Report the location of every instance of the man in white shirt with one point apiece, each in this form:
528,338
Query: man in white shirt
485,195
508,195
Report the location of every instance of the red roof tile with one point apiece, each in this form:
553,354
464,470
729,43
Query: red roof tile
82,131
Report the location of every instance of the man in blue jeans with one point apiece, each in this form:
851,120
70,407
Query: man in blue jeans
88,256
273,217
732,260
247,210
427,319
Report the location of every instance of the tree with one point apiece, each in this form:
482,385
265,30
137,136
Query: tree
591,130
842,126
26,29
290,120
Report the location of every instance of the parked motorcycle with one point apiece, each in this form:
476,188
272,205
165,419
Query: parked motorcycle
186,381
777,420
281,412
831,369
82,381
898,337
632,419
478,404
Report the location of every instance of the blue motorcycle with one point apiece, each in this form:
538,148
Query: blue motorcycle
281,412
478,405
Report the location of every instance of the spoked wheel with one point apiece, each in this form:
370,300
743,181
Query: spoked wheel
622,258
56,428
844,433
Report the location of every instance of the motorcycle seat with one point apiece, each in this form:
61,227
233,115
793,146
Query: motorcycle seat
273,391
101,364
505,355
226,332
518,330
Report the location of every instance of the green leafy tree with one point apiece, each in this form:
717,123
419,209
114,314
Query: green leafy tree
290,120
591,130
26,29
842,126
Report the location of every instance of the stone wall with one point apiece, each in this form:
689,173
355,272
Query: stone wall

• [About this task] The response must give every line from the material above that holds the string "stone".

• [Task solution]
Report the location of every instance of the stone wall with one point apiece, each in this form:
Query: stone wall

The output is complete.